▸ Instructions for the task
Arrange everything from the line containing "You are to find white flower with" down to and including the line containing "[650,302,836,507]" as a two-column CSV with the headers text and answer. Give one row per entry, put each field in quotation marks, and replace line breaks with spaces.

▸ Extracted records
------------

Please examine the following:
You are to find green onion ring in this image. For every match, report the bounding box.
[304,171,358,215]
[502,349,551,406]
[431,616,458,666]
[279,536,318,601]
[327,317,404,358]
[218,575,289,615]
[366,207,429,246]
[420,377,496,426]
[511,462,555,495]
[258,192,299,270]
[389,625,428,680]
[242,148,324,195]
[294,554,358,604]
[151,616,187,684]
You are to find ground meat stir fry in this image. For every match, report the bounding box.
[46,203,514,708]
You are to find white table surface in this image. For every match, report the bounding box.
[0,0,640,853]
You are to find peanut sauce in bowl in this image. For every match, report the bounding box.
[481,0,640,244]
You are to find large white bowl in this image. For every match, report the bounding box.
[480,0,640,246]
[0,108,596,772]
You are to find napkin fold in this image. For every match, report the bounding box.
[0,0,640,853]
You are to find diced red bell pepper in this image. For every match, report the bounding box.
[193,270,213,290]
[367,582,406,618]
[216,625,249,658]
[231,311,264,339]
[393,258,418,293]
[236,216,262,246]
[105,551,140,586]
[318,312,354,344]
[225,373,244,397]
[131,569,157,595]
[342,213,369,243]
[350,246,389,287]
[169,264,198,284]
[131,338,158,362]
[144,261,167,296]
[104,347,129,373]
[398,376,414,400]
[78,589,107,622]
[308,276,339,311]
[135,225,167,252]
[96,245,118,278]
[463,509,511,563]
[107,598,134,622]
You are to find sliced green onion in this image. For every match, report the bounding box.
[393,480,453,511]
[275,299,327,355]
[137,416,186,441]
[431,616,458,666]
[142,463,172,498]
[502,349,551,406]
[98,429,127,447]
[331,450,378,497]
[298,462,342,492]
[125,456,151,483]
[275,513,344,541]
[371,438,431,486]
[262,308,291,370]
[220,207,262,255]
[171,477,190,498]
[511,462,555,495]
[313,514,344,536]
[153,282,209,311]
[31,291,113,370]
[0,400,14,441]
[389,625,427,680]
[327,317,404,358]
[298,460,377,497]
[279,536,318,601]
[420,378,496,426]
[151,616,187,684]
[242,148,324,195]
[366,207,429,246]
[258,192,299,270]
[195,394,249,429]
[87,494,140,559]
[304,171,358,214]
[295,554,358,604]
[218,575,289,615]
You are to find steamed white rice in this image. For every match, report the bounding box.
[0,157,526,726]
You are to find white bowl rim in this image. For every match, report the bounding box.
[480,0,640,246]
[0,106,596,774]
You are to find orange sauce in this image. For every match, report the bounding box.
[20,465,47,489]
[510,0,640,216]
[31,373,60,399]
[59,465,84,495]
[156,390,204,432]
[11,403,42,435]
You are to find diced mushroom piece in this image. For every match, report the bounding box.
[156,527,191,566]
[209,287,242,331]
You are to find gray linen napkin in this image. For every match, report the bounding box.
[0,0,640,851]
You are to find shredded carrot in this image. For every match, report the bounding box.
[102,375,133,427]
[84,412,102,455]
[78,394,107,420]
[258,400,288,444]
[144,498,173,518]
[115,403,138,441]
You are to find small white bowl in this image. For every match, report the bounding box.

------------

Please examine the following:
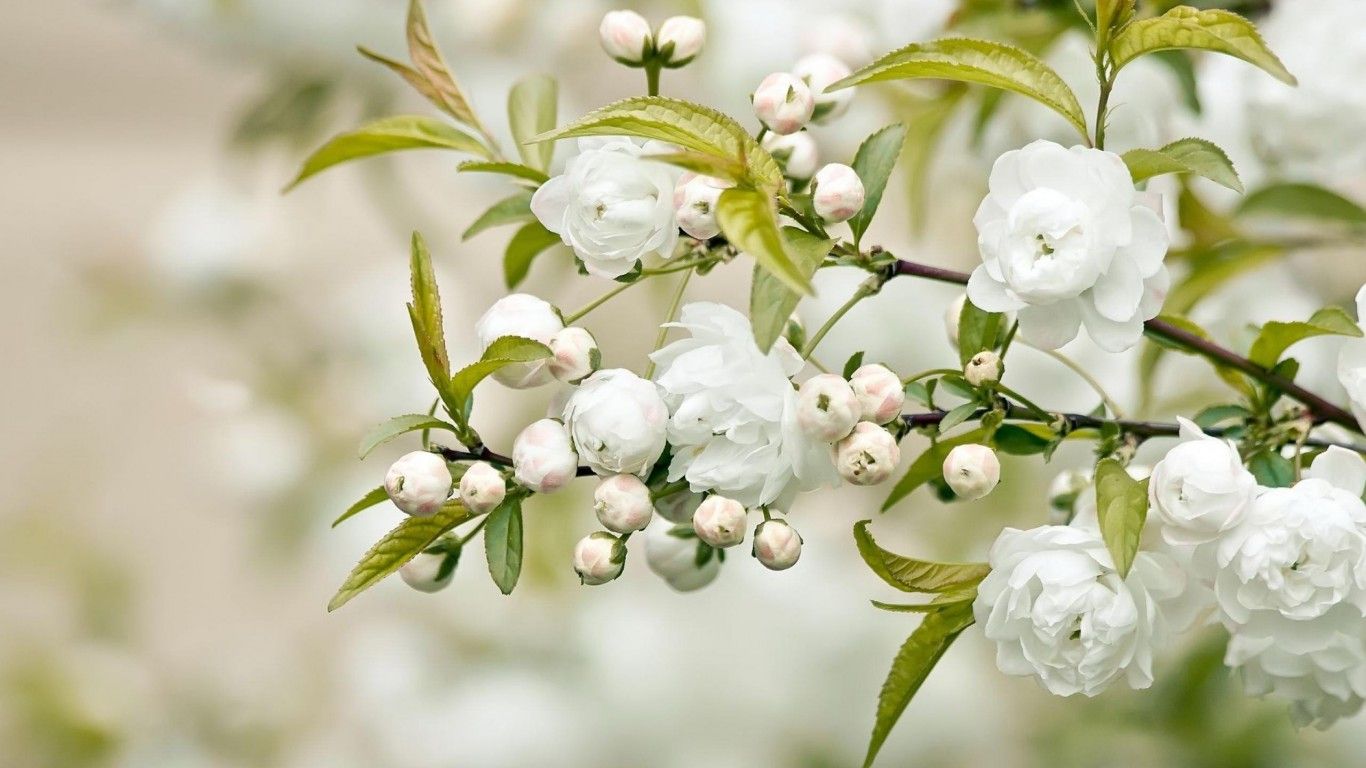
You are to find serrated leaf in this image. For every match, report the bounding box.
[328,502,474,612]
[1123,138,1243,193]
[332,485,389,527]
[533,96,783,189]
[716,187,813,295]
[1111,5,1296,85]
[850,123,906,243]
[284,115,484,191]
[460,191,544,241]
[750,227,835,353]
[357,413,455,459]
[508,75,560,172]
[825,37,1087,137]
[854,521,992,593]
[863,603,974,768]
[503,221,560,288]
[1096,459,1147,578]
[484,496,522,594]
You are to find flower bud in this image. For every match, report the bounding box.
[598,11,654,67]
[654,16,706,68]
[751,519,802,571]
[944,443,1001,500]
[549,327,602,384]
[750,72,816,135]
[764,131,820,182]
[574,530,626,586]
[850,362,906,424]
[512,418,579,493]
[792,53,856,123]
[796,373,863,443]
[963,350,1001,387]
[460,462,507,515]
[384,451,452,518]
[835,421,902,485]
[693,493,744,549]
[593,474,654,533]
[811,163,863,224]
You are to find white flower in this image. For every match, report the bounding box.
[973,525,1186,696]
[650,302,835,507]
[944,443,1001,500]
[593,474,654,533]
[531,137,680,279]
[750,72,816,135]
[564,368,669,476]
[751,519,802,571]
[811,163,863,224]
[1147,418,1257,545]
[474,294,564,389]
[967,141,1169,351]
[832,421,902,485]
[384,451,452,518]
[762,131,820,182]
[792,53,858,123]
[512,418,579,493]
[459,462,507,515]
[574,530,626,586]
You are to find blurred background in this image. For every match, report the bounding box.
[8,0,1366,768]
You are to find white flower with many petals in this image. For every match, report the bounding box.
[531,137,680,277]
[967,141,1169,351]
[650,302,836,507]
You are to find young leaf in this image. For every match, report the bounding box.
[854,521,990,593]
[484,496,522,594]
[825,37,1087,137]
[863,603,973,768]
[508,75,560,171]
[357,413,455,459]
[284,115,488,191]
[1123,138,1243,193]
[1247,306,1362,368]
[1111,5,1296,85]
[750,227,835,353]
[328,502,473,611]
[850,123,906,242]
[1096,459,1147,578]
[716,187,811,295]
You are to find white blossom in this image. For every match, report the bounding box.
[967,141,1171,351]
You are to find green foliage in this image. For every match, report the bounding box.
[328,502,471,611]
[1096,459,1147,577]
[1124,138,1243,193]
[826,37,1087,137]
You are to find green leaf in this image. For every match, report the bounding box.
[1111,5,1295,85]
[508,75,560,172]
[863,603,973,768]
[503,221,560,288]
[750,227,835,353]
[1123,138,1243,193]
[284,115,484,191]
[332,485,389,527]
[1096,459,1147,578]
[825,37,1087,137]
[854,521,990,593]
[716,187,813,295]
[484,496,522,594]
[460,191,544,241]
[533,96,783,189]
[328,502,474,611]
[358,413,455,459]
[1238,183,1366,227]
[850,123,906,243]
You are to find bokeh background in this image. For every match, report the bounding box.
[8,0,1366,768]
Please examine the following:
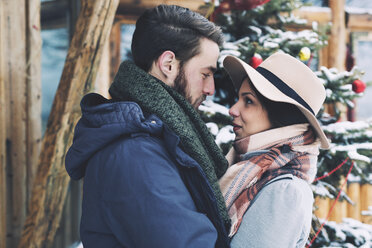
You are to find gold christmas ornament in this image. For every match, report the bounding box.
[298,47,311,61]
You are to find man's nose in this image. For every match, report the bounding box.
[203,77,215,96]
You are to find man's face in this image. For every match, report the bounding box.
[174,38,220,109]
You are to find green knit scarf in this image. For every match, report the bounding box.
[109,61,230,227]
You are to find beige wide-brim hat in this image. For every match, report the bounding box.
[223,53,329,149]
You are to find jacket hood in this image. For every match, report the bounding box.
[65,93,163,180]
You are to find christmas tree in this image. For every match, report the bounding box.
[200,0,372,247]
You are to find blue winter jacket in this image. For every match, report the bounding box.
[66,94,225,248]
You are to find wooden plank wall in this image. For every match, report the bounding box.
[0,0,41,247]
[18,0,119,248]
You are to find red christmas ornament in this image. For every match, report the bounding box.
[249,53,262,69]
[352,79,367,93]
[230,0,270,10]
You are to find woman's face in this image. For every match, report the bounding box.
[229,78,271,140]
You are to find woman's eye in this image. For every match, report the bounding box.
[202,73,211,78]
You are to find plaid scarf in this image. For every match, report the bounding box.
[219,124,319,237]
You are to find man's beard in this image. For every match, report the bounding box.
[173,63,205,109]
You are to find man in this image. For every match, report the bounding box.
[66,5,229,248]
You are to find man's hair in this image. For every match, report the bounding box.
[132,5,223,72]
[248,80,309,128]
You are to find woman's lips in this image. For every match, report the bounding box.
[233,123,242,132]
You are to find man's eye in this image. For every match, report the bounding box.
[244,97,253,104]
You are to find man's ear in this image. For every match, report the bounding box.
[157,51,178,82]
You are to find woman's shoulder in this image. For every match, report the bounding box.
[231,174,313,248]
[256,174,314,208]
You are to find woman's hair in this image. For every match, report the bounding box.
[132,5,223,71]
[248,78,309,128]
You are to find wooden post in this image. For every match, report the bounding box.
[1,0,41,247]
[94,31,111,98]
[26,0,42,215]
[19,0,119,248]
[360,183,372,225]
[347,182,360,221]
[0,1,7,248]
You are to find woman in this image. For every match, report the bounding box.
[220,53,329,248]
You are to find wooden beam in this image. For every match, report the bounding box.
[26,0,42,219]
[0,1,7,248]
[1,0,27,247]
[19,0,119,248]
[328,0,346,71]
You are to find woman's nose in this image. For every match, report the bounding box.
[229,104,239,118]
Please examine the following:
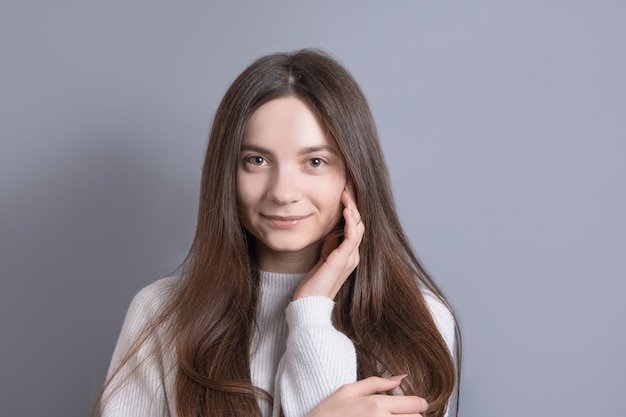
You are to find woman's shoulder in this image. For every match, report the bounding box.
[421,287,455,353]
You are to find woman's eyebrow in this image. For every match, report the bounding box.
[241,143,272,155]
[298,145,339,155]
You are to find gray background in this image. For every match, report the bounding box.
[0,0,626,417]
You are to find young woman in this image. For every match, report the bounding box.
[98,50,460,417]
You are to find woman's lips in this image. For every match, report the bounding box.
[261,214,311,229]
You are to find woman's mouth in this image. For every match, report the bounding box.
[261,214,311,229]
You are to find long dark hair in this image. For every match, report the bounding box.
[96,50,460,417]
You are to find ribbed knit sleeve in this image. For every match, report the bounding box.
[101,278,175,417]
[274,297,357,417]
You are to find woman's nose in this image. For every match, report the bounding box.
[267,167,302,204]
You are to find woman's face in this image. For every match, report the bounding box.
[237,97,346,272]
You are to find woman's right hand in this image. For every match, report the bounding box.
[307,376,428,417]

------------

▸ Complete answer
text,answer
"You are to find white flower with many petals in this image. For every match, report the bounding box.","[531,137,680,277] [967,141,1169,351] [650,302,836,507]"